### Written request
Only the lines from the one holding "[segment] orange and yellow fire" to the end should be retyped, exactly, with both ends included and no pictures.
━━━━━━━━━━━━━━━━━━━━
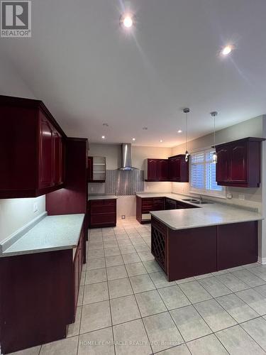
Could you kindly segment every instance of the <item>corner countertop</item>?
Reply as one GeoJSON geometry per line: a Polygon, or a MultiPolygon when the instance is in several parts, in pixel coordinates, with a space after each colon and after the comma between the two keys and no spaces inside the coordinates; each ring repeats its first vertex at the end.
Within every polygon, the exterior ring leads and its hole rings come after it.
{"type": "Polygon", "coordinates": [[[91,200],[113,200],[117,199],[115,195],[91,195],[88,197],[88,201],[91,200]]]}
{"type": "Polygon", "coordinates": [[[74,248],[79,241],[84,216],[45,217],[2,251],[0,257],[74,248]]]}
{"type": "MultiPolygon", "coordinates": [[[[183,201],[187,196],[174,193],[141,193],[140,197],[169,197],[199,208],[170,209],[151,212],[150,214],[173,230],[199,228],[218,224],[229,224],[251,221],[260,221],[264,217],[259,213],[247,209],[232,207],[222,203],[195,204],[183,201]]],[[[199,200],[197,197],[191,197],[199,200]]],[[[208,200],[207,198],[206,200],[208,200]]]]}

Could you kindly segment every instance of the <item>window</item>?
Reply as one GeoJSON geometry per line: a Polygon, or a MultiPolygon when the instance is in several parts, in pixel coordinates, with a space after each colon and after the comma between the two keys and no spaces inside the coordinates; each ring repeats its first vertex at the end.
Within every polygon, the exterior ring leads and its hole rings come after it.
{"type": "Polygon", "coordinates": [[[216,181],[214,150],[193,153],[190,155],[190,190],[192,192],[219,197],[226,197],[226,189],[216,181]]]}

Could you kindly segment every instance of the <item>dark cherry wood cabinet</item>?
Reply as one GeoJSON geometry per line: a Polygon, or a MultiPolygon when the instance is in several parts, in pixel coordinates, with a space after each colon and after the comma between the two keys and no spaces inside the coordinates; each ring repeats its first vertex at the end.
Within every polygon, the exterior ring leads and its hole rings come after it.
{"type": "Polygon", "coordinates": [[[88,157],[88,182],[93,181],[93,157],[88,157]]]}
{"type": "Polygon", "coordinates": [[[147,159],[145,181],[168,181],[168,159],[147,159]]]}
{"type": "Polygon", "coordinates": [[[247,138],[216,146],[216,181],[223,186],[258,187],[263,138],[247,138]]]}
{"type": "Polygon", "coordinates": [[[150,211],[165,209],[165,197],[140,197],[136,196],[136,219],[141,223],[150,223],[150,219],[144,218],[150,211]]]}
{"type": "Polygon", "coordinates": [[[116,226],[116,200],[90,200],[88,202],[89,228],[116,226]]]}
{"type": "Polygon", "coordinates": [[[147,215],[152,211],[199,208],[198,206],[176,201],[169,197],[140,197],[136,196],[136,219],[141,224],[150,222],[150,218],[148,218],[147,215]]]}
{"type": "Polygon", "coordinates": [[[185,155],[179,154],[170,157],[169,178],[175,182],[188,182],[189,180],[189,162],[185,161],[185,155]]]}
{"type": "Polygon", "coordinates": [[[1,353],[67,336],[74,322],[82,263],[85,224],[74,249],[0,258],[1,353]]]}
{"type": "Polygon", "coordinates": [[[61,188],[66,136],[44,104],[0,96],[0,198],[61,188]]]}
{"type": "MultiPolygon", "coordinates": [[[[87,239],[87,201],[88,181],[88,140],[82,138],[67,138],[65,144],[61,146],[58,138],[58,155],[65,155],[63,169],[65,175],[64,189],[48,193],[45,196],[45,207],[49,216],[84,213],[86,215],[85,239],[87,239]],[[60,148],[61,146],[61,148],[60,148]]],[[[60,159],[58,161],[60,171],[60,159]]],[[[57,178],[60,179],[60,174],[57,178]]]]}
{"type": "Polygon", "coordinates": [[[189,181],[189,163],[185,155],[180,154],[168,159],[147,159],[145,161],[145,181],[189,181]]]}
{"type": "Polygon", "coordinates": [[[257,221],[179,230],[151,222],[151,252],[169,281],[257,261],[257,221]]]}

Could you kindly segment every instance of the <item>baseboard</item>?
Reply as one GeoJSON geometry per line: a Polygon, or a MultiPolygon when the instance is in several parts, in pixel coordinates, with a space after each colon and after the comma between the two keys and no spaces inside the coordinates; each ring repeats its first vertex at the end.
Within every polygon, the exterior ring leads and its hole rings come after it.
{"type": "Polygon", "coordinates": [[[260,258],[259,256],[259,260],[257,261],[260,264],[266,264],[266,258],[260,258]]]}

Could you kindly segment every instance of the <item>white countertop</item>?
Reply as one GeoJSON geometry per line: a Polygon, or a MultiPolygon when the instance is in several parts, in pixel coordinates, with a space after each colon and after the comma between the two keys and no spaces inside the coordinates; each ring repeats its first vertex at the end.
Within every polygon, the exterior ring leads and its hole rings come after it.
{"type": "MultiPolygon", "coordinates": [[[[262,215],[257,212],[240,207],[231,207],[226,204],[194,204],[192,202],[183,201],[184,199],[189,197],[182,195],[173,193],[140,193],[137,194],[137,196],[142,198],[169,197],[176,201],[181,201],[200,207],[187,209],[153,211],[150,212],[152,216],[174,230],[264,219],[262,215]]],[[[191,197],[199,200],[197,197],[191,197]]]]}
{"type": "Polygon", "coordinates": [[[45,217],[0,253],[0,257],[75,248],[84,216],[80,214],[45,217]]]}
{"type": "Polygon", "coordinates": [[[113,200],[117,199],[115,195],[92,195],[88,197],[88,201],[90,200],[113,200]]]}

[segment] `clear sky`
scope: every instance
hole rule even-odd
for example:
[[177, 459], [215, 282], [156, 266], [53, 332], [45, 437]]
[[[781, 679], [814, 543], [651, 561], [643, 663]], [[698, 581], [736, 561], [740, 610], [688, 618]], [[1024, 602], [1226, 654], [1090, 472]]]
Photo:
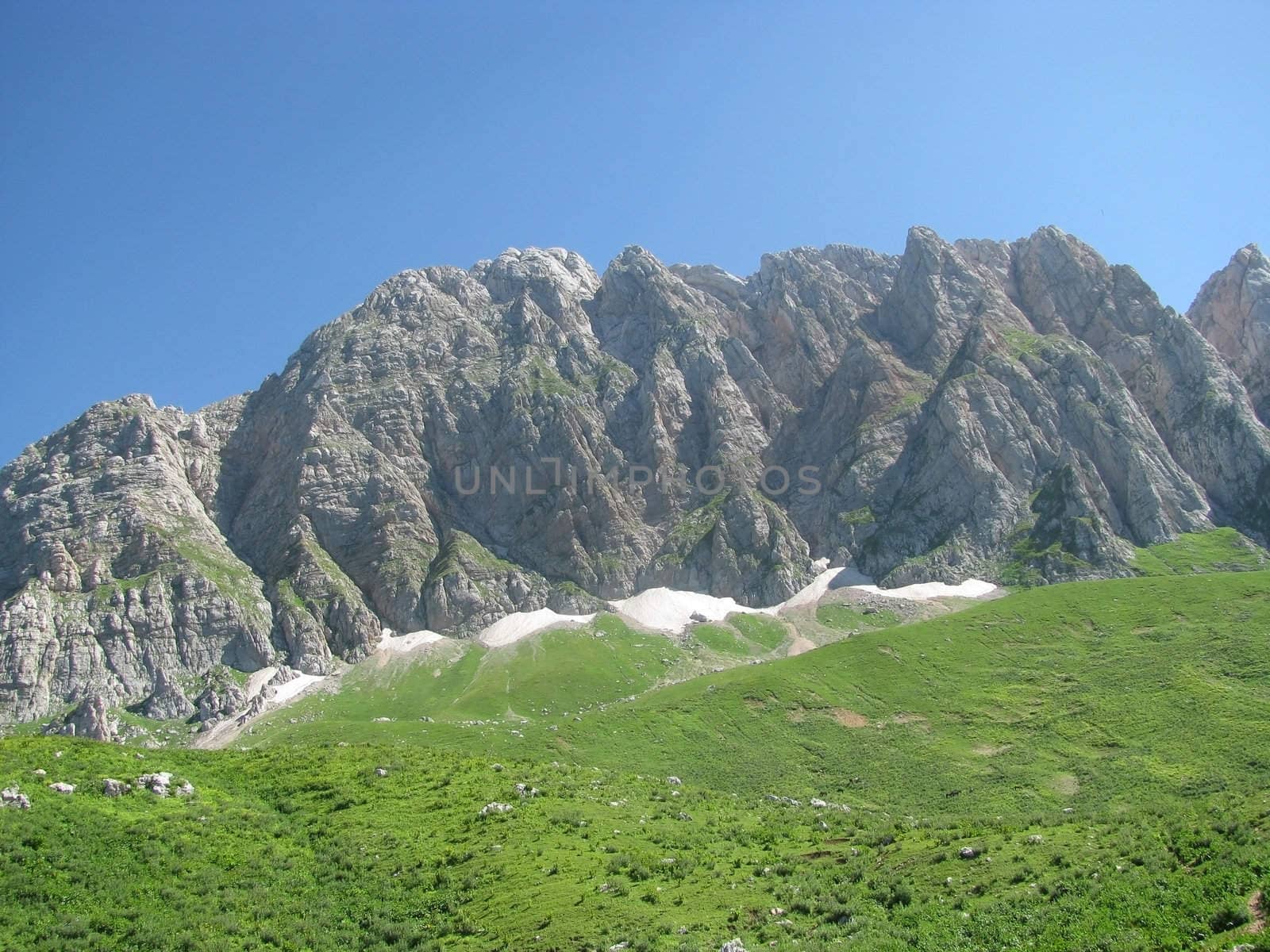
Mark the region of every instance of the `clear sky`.
[[0, 462], [255, 387], [404, 268], [748, 274], [1054, 223], [1185, 308], [1270, 242], [1270, 4], [0, 3]]

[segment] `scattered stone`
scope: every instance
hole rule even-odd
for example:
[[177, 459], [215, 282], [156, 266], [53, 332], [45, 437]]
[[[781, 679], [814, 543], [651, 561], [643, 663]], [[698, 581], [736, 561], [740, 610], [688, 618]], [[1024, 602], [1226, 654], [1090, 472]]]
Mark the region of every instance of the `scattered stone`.
[[156, 793], [160, 797], [168, 796], [168, 787], [171, 786], [171, 773], [160, 770], [159, 773], [144, 773], [137, 777], [137, 786]]

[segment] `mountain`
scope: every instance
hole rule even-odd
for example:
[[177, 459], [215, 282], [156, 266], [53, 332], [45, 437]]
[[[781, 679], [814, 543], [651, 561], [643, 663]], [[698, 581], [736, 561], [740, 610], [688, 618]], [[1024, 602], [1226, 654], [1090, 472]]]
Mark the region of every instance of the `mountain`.
[[1270, 260], [1256, 245], [1204, 282], [1186, 312], [1247, 387], [1261, 421], [1270, 425]]
[[1034, 583], [1265, 542], [1266, 273], [1245, 249], [1187, 319], [1054, 227], [745, 279], [640, 248], [404, 272], [251, 393], [100, 404], [0, 471], [0, 718], [183, 717], [221, 666], [650, 586], [773, 604], [815, 559]]

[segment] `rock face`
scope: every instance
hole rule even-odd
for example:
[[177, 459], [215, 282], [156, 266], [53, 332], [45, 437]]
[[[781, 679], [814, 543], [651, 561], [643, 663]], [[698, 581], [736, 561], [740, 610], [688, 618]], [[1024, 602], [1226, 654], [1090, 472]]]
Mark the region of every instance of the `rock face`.
[[1270, 259], [1241, 248], [1209, 278], [1186, 312], [1247, 387], [1252, 407], [1270, 425]]
[[1265, 541], [1266, 287], [1243, 249], [1187, 320], [1053, 227], [748, 278], [640, 248], [404, 272], [253, 393], [102, 404], [0, 471], [0, 718], [211, 722], [226, 666], [658, 585], [772, 604], [819, 557], [1046, 581]]

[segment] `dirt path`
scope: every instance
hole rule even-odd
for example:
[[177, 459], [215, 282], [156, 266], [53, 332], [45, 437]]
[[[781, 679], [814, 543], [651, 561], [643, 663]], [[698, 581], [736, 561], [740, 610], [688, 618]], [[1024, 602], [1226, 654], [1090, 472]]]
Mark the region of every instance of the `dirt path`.
[[794, 658], [794, 655], [801, 655], [804, 651], [810, 651], [815, 647], [815, 642], [810, 638], [804, 638], [801, 635], [795, 635], [794, 641], [790, 642], [790, 650], [787, 658]]

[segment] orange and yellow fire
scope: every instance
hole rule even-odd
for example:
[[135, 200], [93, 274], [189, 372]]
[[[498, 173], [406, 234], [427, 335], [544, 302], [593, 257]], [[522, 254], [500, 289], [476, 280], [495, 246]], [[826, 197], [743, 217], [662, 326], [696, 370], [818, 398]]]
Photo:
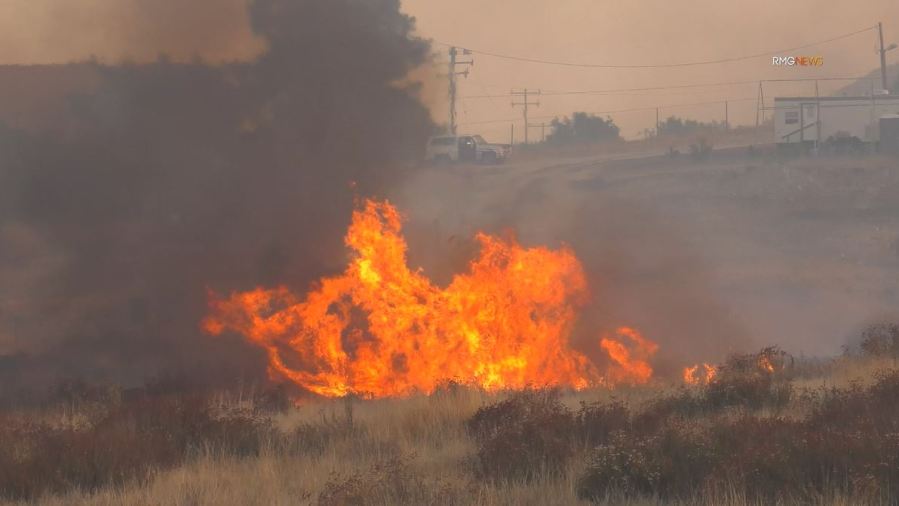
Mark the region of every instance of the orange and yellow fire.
━━━━━━━━━━━━━━━━━━━━
### Written response
[segment] orange and yellow fire
scope: every instance
hole rule even-odd
for example:
[[135, 200], [93, 274], [189, 372]]
[[[498, 173], [406, 234], [427, 335], [544, 302], [593, 257]], [[522, 254], [500, 289], [476, 280], [495, 246]], [[826, 197], [743, 217], [662, 326], [696, 370], [818, 398]]]
Photo:
Mark the region of every instance of the orange and yellow fire.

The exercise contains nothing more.